┌─ Task data

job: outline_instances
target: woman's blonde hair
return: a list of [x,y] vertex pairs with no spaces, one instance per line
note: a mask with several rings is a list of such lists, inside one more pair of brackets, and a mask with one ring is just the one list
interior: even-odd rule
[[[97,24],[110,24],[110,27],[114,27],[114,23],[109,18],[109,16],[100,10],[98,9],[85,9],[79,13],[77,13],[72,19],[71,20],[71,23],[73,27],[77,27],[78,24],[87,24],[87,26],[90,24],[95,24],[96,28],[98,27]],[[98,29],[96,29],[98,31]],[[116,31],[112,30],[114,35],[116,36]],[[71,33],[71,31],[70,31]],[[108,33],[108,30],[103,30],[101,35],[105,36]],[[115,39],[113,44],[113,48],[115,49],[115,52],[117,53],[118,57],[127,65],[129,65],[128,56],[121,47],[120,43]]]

└─

§ **The request**
Rewrite the records above so that "vertex pairs" becomes "point pairs" and everything else stays unchanged.

§ **Answer below**
job: outline_instances
target: woman's blonde hair
return: a list of [x,y] point pairs with no spaces, one instance per line
note: a mask with several rings is a list of such lists, inside one more pair of brackets, and a mask with one ring is just the one list
interior: even-odd rule
[[[97,24],[110,24],[110,27],[114,27],[114,23],[109,18],[109,16],[100,10],[98,9],[85,9],[79,13],[77,13],[72,19],[71,20],[71,23],[73,27],[77,27],[78,24],[87,24],[87,26],[90,24],[95,24],[96,28],[98,27]],[[98,29],[96,29],[98,31]],[[116,31],[112,30],[114,35],[116,36]],[[71,33],[71,31],[70,31]],[[108,33],[108,30],[103,30],[101,35],[105,36]],[[115,39],[113,44],[113,48],[115,49],[115,52],[117,53],[118,57],[127,65],[129,65],[128,56],[121,47],[120,43]]]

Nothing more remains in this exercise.